Updating against a non-default branch: --branch
By default hermes update tracks origin/main. Pass --branch <name> to update against a different branch — useful for QA channels, feature branches, or release-candidate testing:
hermes update --branch release-candidate
hermes update --check --branch experimental # preview behindness only
If your local checkout is on a different branch, Hermes auto-stashes any uncommitted work, switches HEAD to the target branch, and then pulls. Branches that don't exist locally are auto-tracked from origin/<name> (git checkout -B <name> origin/<name>). Branches that don't exist anywhere fail cleanly — your stashed changes are restored before exit so you're never stranded in a weird state. The main-only fork-upstream sync logic is automatically skipped on non-main branches.
Local changes on non-interactive updates
When you run hermes update in a terminal, Hermes stashes any uncommitted source-tree changes, pulls, then asks whether to restore them — exactly as it always has. Nothing changes for interactive updates.
When the update runs without a terminal — from the desktop/chat app's "Update" button or a gateway-triggered update — there's no prompt to answer. The updates.non_interactive_local_changes setting decides what happens to your stashed changes:
# ~/.hermes/config.yaml
updates:
non_interactive_local_changes: stash # default: keep + auto-restore
# non_interactive_local_changes: discard # throw local source edits away
stash(default) — auto-stash, pull, then auto-restore your changes on top of the updated code. Nothing is lost; if a restore hits conflicts they're preserved in a git stash for manual recovery.discard— auto-stash and drop the stash after the pull, so the update always lands on a clean tree. Use this only on machines where you never intend to keep local edits to the Hermes source. It stash-drops (notgit reset --hard+git clean -fd), so ignored paths likenode_modules,venv, and build outputs are never touched.

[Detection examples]
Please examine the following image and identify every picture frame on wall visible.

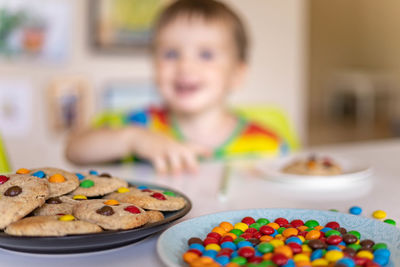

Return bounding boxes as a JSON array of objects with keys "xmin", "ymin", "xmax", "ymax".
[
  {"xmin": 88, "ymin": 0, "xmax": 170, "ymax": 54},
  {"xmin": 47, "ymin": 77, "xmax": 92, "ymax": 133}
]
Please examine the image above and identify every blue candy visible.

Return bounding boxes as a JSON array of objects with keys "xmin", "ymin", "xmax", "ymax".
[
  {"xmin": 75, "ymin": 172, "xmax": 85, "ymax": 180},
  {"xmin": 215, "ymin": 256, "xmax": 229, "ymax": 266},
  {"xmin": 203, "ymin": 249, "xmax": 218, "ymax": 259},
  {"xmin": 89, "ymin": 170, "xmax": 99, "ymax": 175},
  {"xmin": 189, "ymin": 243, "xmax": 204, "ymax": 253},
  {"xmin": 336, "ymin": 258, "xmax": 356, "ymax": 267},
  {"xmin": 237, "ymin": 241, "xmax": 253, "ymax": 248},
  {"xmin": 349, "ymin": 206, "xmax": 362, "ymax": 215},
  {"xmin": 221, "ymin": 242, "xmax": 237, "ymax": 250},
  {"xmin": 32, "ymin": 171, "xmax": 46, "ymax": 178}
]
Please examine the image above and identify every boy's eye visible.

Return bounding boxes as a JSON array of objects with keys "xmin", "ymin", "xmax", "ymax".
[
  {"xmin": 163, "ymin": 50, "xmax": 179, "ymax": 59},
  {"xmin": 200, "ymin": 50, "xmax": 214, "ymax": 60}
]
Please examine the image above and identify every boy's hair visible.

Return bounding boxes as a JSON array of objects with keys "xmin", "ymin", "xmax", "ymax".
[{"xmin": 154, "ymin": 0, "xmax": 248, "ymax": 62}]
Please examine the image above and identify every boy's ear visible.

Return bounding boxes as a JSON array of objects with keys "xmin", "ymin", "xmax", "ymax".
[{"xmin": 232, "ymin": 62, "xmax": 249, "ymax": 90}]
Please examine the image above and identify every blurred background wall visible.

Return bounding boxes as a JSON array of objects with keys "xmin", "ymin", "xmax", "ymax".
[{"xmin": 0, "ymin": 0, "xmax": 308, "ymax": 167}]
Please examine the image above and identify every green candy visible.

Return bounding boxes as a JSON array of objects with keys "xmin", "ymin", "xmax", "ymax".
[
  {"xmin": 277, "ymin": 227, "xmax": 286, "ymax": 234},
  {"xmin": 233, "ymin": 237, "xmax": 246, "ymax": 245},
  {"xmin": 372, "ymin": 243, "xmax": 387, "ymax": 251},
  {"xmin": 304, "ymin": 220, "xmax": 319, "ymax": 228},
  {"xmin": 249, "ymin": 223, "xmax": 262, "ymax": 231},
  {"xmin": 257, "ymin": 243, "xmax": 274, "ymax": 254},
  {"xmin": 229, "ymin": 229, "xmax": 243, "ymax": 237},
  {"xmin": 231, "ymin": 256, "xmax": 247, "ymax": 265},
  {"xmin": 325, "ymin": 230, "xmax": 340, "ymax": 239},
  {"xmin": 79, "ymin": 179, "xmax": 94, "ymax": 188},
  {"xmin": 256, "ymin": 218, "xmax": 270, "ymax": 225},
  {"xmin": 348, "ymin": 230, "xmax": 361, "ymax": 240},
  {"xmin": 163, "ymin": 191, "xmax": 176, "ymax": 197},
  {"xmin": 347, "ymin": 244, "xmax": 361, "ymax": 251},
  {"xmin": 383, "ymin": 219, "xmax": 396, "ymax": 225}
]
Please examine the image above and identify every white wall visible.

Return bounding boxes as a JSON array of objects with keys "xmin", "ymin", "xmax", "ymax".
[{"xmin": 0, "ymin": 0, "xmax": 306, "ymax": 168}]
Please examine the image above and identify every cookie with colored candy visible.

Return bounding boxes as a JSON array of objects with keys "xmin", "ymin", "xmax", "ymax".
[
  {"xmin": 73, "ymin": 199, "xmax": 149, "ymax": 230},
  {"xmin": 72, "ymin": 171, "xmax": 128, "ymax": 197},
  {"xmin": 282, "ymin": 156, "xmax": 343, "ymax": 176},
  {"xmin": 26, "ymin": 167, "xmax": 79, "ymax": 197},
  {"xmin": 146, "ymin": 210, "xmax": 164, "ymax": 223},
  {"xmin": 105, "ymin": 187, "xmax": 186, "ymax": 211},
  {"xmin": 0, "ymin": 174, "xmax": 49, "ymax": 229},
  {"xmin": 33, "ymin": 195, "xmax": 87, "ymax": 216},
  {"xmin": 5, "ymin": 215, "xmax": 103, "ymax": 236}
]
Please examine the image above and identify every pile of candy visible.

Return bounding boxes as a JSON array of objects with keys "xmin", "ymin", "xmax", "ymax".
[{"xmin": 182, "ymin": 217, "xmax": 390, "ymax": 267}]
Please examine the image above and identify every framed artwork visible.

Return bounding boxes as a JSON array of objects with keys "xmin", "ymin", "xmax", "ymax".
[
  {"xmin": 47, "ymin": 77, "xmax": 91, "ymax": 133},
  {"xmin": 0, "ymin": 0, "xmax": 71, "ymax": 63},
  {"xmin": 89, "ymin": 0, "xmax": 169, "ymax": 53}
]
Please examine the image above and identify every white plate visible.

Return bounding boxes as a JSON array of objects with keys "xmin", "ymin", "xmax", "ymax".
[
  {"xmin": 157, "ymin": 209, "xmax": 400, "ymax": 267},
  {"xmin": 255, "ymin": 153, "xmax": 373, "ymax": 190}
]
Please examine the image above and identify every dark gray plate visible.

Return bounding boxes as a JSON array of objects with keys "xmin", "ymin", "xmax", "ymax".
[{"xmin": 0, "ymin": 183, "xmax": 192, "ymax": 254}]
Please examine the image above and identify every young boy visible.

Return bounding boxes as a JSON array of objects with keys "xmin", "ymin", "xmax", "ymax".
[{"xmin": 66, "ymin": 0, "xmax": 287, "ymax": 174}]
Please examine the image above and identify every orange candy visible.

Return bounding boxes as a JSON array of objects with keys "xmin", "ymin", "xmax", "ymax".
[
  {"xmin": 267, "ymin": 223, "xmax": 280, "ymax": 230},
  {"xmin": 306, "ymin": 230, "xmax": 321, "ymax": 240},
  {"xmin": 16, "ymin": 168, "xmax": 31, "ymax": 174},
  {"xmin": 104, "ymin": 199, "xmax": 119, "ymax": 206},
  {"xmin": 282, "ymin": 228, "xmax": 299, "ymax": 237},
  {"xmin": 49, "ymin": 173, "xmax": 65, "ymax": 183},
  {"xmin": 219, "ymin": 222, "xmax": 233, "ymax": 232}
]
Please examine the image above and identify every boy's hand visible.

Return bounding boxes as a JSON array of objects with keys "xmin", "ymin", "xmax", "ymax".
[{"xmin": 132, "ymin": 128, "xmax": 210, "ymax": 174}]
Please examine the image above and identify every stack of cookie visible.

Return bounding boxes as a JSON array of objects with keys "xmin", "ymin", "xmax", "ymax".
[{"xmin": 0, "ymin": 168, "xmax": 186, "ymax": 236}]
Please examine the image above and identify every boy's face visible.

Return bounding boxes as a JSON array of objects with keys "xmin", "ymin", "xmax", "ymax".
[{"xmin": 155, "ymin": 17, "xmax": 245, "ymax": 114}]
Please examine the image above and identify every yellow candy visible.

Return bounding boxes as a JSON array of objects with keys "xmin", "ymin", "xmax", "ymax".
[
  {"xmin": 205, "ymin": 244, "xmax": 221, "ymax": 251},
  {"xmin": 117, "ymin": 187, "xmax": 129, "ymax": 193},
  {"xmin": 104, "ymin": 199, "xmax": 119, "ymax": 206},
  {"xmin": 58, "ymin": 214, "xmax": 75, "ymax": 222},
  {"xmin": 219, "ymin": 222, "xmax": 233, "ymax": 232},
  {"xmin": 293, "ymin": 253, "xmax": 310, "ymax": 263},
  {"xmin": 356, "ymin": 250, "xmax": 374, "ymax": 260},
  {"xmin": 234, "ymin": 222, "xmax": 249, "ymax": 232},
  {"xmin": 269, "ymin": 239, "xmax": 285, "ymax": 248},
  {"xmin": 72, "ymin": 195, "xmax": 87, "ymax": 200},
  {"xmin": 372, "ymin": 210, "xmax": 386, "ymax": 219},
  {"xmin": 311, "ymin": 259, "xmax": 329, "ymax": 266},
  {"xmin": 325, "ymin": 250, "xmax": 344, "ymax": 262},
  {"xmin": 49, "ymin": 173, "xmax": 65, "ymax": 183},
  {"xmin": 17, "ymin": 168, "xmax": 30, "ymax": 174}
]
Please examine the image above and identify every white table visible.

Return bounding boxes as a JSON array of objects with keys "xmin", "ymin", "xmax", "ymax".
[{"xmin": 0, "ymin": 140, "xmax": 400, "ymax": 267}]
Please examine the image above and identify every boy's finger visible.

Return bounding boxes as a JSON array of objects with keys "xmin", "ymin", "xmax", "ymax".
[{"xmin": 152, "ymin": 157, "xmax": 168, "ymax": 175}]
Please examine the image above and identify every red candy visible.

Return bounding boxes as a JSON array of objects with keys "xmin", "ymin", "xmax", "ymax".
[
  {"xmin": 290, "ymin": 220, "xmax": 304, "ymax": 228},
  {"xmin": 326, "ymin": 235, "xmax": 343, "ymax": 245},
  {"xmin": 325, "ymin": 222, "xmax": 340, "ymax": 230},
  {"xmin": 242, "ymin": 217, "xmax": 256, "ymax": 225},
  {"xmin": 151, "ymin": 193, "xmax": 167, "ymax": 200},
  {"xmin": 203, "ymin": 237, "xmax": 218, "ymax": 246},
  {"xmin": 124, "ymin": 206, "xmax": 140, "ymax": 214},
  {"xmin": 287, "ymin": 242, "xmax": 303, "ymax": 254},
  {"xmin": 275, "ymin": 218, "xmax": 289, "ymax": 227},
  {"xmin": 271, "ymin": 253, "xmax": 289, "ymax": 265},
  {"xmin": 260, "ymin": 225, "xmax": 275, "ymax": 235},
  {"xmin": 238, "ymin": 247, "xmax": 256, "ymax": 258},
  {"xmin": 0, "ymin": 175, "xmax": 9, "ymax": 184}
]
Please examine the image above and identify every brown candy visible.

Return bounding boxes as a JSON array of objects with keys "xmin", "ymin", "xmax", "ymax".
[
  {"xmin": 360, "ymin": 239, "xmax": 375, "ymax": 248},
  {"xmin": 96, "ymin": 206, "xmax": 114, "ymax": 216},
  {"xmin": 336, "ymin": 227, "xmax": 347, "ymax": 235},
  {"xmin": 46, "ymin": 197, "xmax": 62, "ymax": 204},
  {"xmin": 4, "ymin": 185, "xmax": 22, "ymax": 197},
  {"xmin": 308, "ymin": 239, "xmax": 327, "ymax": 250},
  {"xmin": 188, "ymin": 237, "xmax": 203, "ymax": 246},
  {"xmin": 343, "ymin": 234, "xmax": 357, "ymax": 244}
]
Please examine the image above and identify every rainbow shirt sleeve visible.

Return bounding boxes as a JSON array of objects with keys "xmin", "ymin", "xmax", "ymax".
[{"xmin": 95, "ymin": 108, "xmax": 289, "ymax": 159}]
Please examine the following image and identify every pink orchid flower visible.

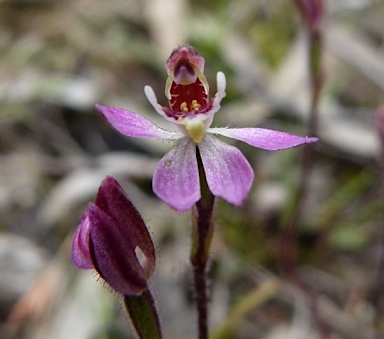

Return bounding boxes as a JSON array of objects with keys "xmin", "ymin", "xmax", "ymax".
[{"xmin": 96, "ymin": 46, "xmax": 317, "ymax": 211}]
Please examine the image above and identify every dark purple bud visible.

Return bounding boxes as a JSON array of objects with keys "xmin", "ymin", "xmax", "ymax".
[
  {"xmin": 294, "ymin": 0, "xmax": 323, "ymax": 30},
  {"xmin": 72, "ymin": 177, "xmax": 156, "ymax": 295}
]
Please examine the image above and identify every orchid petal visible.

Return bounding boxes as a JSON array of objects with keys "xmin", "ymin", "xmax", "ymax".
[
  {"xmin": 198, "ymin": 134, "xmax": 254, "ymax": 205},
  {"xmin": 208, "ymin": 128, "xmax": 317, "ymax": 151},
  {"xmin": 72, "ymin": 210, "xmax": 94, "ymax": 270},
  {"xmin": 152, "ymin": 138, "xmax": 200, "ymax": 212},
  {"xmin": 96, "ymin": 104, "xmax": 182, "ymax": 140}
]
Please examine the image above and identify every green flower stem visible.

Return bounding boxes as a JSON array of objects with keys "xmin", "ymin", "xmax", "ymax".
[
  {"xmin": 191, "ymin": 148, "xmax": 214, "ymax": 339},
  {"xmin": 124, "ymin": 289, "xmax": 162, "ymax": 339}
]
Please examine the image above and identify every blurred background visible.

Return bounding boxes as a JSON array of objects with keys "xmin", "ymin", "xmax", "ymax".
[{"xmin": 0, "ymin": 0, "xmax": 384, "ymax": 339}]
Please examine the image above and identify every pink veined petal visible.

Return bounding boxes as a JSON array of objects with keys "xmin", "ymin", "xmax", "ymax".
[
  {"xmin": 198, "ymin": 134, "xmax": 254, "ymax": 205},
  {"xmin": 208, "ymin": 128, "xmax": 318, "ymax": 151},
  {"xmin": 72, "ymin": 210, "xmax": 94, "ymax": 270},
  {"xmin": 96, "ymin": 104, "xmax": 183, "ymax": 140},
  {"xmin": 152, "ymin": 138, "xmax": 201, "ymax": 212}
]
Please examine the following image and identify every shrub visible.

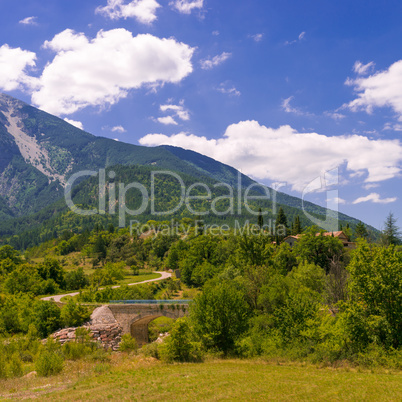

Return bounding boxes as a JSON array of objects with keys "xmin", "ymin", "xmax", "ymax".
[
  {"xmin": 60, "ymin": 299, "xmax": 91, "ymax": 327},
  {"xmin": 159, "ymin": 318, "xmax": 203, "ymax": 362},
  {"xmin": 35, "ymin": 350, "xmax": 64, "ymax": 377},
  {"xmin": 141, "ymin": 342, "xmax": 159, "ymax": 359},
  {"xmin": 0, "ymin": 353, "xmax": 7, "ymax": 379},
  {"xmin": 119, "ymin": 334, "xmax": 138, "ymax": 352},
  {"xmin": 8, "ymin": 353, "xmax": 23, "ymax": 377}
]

Instructions to follow >>
Name every situation the Hermes update documentation says the --branch option is useful for.

Solution for this problem >>
QA channels, feature branches, and release-candidate testing.